◆ WORK INSTRUCTIONS ◆
Word-for-word transcription is needed for all of the entries.

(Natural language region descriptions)
+ + +
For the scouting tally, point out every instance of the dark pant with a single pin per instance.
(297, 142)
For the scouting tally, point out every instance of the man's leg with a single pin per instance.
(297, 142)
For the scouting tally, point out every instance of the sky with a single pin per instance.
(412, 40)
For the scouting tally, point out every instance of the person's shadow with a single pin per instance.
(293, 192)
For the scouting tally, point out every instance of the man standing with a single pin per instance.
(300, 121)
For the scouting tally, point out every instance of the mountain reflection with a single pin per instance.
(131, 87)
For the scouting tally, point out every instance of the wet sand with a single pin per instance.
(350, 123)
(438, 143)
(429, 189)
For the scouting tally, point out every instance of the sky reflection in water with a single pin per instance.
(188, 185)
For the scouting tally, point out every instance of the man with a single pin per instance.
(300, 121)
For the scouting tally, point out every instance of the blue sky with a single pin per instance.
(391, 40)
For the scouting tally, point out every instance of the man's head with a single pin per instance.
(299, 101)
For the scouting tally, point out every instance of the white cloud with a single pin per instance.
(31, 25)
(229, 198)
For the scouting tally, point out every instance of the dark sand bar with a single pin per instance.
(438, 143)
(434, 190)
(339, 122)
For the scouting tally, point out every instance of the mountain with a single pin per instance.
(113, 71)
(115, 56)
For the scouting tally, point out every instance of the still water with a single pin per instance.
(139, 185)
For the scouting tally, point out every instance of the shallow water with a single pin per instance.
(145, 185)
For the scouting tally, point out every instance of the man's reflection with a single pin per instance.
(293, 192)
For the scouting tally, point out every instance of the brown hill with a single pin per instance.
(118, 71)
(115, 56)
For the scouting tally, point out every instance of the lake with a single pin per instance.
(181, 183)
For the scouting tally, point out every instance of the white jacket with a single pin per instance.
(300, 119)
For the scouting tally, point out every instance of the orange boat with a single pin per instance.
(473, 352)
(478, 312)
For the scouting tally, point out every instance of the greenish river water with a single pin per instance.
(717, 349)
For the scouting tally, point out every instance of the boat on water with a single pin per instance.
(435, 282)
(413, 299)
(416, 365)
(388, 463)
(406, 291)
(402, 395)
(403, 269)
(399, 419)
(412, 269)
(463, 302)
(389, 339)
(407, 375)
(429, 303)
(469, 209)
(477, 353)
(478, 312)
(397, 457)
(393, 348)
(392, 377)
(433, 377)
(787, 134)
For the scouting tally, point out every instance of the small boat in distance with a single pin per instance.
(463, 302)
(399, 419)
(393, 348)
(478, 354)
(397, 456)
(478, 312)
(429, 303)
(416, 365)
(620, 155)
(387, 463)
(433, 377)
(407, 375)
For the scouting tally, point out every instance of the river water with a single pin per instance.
+ + +
◆ TASK RESULT ◆
For the scouting tally, point out every instance of the dark pant with a single pin per instance.
(297, 142)
For the scouting tally, point out every instance of the man's leg with a single pin per instance.
(297, 142)
For the scouting tally, point out every instance of the sky with a single pin per instance.
(412, 40)
For the scouting tally, point out every instance of the person's shadow with a single pin per instance.
(293, 192)
For the scouting tally, point out every instance of the man standing with a single pin per instance.
(300, 121)
For the scouting tally, point out every instance of the mountain reflection with a single pin per instance.
(131, 87)
For the scouting tally, point out every instance of the wet sand with a single pin per instance.
(350, 123)
(438, 143)
(429, 189)
For the scouting tally, point out every instance of the sky reflection in water with a single pin per instance.
(188, 185)
For the scouting tally, point out every instance of the man with a single pin per instance.
(300, 121)
For the scouting tally, point out every instance of the blue sky with a single pin per instance.
(391, 40)
For the scouting tally, point out every instance of the man's head with a single pin per instance.
(299, 101)
For the scouting tally, point out every instance of the white cloud with a single pin per instance.
(31, 25)
(229, 198)
For the scouting tally, point out every instance of the dark sand bar with a single pin per instance.
(438, 143)
(434, 190)
(339, 122)
For the scouting tally, point out every instance of the mountain with a single pin per instance.
(113, 71)
(115, 56)
For the scouting tally, point out every instance of the still water with a single pin per instance.
(139, 185)
For the scouting tally, point out every instance of the shallow water with a single pin per instance.
(145, 185)
For the scouting tally, point out every instance of the man's reflection with a single pin per instance.
(293, 192)
For the scouting tally, point out every instance of the brown hill with a single pin per instance.
(118, 71)
(115, 56)
For the scouting tally, point out every instance of the lake with a single pin per instance.
(181, 183)
For the scouting tally, point out every instance of the white jacket with a single pin per instance.
(300, 119)
For the scouting tally, point out every instance of the orange boat with a single pin per instance.
(473, 352)
(478, 312)
For the scouting tally, point out every instance of the greenish river water with a single pin per instance.
(717, 349)
For the scouting tally, point out every instance of the boat on water with a single pin per instance.
(435, 282)
(413, 299)
(416, 365)
(388, 463)
(406, 291)
(402, 395)
(403, 269)
(399, 419)
(412, 269)
(463, 302)
(389, 339)
(407, 375)
(429, 303)
(469, 209)
(477, 353)
(478, 312)
(397, 457)
(393, 348)
(392, 377)
(433, 377)
(787, 134)
For the scouting tally, point out every instance of the small boat in distance with a single pin per instance.
(463, 302)
(399, 419)
(393, 348)
(478, 354)
(397, 456)
(478, 312)
(429, 303)
(416, 365)
(620, 155)
(387, 463)
(433, 377)
(407, 375)
For the scouting tally, point out every instance of the river water with a single pin per instance.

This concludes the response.